Trecho da página:
+++

Ao mesmo tempo há um sentido poético no manejo da leveza (tornada emblemática pelo Movimento Moderno) evidenciada por exemplo na escada de madeira da biblioteca, que parece flutuar junto à parede, fazendo "levitar" a matéria.

Desde o momento em que fazemos a transposição da calçada para o "hall de acesso", sentimos claramente que estamos "transpondo uma soleira" entre o "mundano ruído", o exterior, e um interior silencioso, de luz matizada, sóbrio, belo e "feito para ser contemplado". Percebemos logo que a organização dos ambientes, as seqüências espaciais, a disposição dos objetos, não estão concebidos em função "da utilidade" senão que vão muito além dela. Para Barragán o inútil era o necessário, e o que ele "construía" verdadeiramente era a "morada do homem". Quer dizer que, em primeiro lugar, se tratava do bem estar espiritual, onde os "materiais" eram a luz, o silêncio, a penumbra, as texturas, as cores, o "aberto" e o "fechado" , a transparência, a solidez, o mistério, a "parede", a relação entre o "natural" e o "artificial" e entre o interior e o exterior. A casa possui um forte sentido de unidade e de integridade conquistadas através da riqueza espacial e ambiental, da complexidade compositiva e dos estímulos sensoriais.

+++

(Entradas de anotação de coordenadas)
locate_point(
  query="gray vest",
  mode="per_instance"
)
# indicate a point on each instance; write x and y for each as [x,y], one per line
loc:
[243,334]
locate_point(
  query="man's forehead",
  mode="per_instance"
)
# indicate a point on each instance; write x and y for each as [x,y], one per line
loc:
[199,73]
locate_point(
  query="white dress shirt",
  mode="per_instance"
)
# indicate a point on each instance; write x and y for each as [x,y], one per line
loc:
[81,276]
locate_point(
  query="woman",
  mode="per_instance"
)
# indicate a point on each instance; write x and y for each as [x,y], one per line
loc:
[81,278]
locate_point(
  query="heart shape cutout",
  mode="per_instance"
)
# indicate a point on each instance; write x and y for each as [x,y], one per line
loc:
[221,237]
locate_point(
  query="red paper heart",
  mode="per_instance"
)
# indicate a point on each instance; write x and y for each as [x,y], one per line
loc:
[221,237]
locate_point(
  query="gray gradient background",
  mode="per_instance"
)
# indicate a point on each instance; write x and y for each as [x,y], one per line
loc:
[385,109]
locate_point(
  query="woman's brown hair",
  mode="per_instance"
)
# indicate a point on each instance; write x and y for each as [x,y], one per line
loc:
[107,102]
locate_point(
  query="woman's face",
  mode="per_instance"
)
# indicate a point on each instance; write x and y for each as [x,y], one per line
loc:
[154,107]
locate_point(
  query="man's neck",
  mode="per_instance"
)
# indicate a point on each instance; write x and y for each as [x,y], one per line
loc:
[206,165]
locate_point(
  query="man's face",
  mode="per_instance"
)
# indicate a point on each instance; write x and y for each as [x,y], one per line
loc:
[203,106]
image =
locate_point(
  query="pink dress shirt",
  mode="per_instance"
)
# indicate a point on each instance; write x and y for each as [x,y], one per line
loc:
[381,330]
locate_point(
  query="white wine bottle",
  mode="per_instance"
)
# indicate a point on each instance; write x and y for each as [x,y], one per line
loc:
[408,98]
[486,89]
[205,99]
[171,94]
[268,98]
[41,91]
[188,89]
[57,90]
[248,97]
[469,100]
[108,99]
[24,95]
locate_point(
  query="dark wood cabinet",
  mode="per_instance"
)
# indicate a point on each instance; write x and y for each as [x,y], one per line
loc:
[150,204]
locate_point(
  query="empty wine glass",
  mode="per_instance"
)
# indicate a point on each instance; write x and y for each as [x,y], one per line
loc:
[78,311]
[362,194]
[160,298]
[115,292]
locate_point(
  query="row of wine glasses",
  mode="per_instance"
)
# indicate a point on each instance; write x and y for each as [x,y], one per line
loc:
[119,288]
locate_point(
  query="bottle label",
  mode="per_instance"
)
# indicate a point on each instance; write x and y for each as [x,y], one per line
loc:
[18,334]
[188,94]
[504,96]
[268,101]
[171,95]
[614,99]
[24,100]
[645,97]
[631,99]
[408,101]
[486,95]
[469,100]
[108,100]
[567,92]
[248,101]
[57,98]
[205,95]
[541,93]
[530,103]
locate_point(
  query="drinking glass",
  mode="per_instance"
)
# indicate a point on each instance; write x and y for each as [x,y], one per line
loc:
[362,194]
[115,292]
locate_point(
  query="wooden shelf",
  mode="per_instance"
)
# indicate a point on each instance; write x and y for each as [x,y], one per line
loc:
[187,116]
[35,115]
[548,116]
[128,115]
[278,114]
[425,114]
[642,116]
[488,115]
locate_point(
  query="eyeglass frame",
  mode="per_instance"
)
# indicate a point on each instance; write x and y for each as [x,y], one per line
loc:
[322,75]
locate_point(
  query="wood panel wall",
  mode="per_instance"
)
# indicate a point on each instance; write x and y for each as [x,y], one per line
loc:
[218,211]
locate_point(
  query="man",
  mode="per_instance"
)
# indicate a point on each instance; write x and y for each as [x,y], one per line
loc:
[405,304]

+++

Tarefa:
Indique se cada afirmação concorda com o trecho sobre a casa de Barragán. Responda sim ou não e cite literalmente as palavras do trecho que decidem.
1. A escada de madeira da biblioteca parece flutuar junto à parede.
2. A organização dos ambientes foi concebida em função da utilidade.
3. Para Barragán, o inútil era o necessário.
As linhas não têm nenhuma relação com o trecho sobre a casa de Barragán.

Resolução:
1. Sim: «na escada de madeira da biblioteca, que parece flutuar junto à parede»
2. Não: «não estão concebidos em função "da utilidade" senão que vão muito além dela»
3. Sim: «Para Barragán o inútil era o necessário»